§ **READING TEXT**:
System requirements


Functional:

1 user can view event list, search event with keywords

2 user can book a ticket of particular event

3 if book success, user have to pay in 5 minutes

4 user receive a notification after the payment is succeed

5 Assume all tickets are the same

6 Don't allow anonymous users to buy tickets.


Non-Functional:

CAP:

partition tolerance is a must.

Strong consistency because it's related to money.

Tolerant lower availability.

Latency:

Consider all tickets sold out in 10s. Millions users conpeting the tickets. Support low latency to purchase a ticket

scalability

Using a microservice architecture makes sure that the app can be scaled horizontally.


Capacity estimation

There's 100 ongoing event every day.

Each event has 10k tickets in average.

Book Tps = 10K * 100 / 86400s = 11

Peak:

Hot event

1 million users are competing for the tickets, and the ticket is sold out in 10s.

write Tps 1million / 10s = 100k in peak.


user keep flushing the page before the event is availalble.

user flush page every second.

read qps 1million in peak.


storage

100 events every day, 100k tickets every events

1KB for ticket, order, payment info in total.

10 * 10k * 1KB *365 = 36.5G/year

considering read replica, 36.5G * 3 = 110G



API design

api/v1/Event/view

request {eventId}

response

{

eventId

desc

ticketNum

price

detail

}

api/v1/order/create

request {userId, paymentInfo, eventId}

response {statusCode, error}

api/v1/order/view

request {userId, orderId}

response

{

{

orderId

status

detail

}

}

api/v1/payment/

request {userId, orderId, paymentInfo}

response {statusCode}

api/v1/payment/callBack

request {orderId, statusCode}

response {}




Database design

Event

{

id int

desc char(100)

(Stored dataset entries)
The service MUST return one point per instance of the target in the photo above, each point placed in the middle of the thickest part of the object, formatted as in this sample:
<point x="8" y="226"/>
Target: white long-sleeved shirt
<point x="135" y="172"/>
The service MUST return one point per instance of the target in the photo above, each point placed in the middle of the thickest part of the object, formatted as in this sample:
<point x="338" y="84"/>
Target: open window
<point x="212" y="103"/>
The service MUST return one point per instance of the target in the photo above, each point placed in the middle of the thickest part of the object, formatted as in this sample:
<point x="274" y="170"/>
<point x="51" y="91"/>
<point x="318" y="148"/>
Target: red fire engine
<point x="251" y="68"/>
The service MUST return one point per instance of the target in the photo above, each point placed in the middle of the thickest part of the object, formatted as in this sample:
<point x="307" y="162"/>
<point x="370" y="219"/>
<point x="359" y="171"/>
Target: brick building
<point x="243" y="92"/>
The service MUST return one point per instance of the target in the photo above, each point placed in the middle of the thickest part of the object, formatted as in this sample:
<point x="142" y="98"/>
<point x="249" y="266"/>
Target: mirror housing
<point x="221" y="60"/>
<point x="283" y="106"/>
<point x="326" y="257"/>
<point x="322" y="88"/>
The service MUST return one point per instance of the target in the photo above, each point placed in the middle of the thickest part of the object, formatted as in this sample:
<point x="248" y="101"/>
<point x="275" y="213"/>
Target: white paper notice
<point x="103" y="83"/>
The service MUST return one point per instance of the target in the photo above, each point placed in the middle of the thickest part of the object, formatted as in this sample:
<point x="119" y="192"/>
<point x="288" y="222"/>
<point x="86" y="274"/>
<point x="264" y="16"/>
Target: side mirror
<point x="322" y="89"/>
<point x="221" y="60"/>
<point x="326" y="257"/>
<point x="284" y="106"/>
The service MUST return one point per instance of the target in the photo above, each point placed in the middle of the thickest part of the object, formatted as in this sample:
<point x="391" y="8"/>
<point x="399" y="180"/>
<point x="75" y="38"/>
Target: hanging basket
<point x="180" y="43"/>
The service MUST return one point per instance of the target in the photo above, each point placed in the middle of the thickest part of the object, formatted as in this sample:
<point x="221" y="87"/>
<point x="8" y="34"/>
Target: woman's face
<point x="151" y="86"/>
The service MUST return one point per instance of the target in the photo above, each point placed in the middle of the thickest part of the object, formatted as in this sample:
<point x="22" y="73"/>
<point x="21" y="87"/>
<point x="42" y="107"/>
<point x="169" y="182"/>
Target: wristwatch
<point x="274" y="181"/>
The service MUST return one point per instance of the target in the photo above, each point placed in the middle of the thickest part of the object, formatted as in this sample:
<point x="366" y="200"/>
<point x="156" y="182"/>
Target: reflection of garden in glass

§ **WHAT IS ASKED**:
Translate this sentence from the ticket booking design text into Spanish: "Using a microservice architecture makes sure that the app can be scaled horizontally." The data has no connection to the ticket booking design text.

§ **OUTPUT**:
El uso de una arquitectura de microservicios garantiza que la aplicación pueda escalarse horizontalmente.